— Start of Passage shown —
Hi,
I'm planning to run TPC-DS benchmarks on PostgreSQL and wanted to ask the community about the current recommended approach.
Some background: I've been running TPC-DS on Greenplum-based databases for a long time using adapted tooling (modified queries, load scripts, etc. for the MPP environment).
Now I'd like to benchmark on PostgreSQL as well, and I'm wondering whether the community has converged on a standard tool or workflow — or if everyone is still downloading the official TPC-DS kit and doing their own PostgreSQL adaptations.
A few specific questions:
1. Is there a commonly-used, well-maintained TPC-DS toolset for PostgreSQL? I know some tpcds tools for postgres like gregrahn/tpcds-kit(its tpcds version is 2.x, but the newest tpcds version is 4.x) on GitHub, but I'm curious if there's anything more "official" or widely adopted in the community — something that handles data generation, PostgreSQL-compatible DDL, query adaptation, and result collection out of the box.
2. TPC-DS is now at version 4.0. Which version of the specification are people currently using for PostgreSQL benchmarking? Is there a practical reason to prefer an older version (e.g., v2.x or v3.x) over the latest?
Any pointers to repos, scripts, wiki pages, or past threads would be greatly appreciated.
--
Zhang Mingli
HashData
— End of Passage shown —
— Start of Records shown —
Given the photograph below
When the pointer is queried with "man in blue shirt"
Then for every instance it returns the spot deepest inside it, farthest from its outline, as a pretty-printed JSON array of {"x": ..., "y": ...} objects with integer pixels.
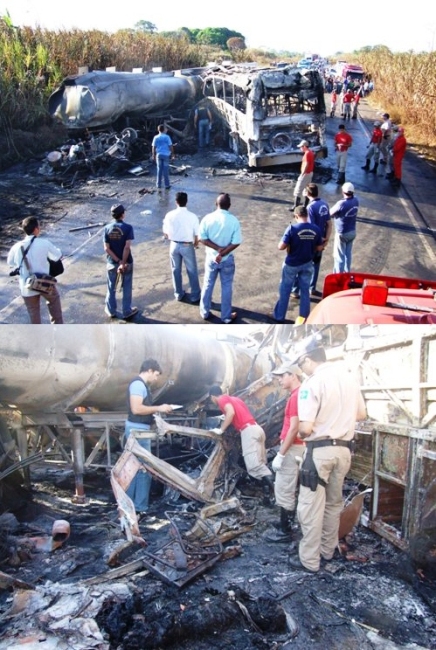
[
  {"x": 220, "y": 232},
  {"x": 140, "y": 411},
  {"x": 319, "y": 214},
  {"x": 301, "y": 241},
  {"x": 344, "y": 212},
  {"x": 117, "y": 240},
  {"x": 162, "y": 150}
]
— End of Records shown —
- _Challenges_
[1] Which kinds of pointers does the TPC-DS forum post ask readers to share?
[2] Rewrite the records with "photograph" replaced by "image", keeping everything else unchanged and leaving out the pictures.

- _Answers to the exercises_
[1] Repos, scripts, wiki pages, and past threads.

[2]
Given the image below
When the pointer is queried with "man in blue shirt"
Then for every instance it returns the spot deepest inside it, farthest from its outline, as a pretty-printed JSON array of {"x": ..., "y": ...} objects with integer pixels.
[
  {"x": 220, "y": 232},
  {"x": 140, "y": 411},
  {"x": 319, "y": 214},
  {"x": 301, "y": 241},
  {"x": 344, "y": 212},
  {"x": 117, "y": 240},
  {"x": 162, "y": 150}
]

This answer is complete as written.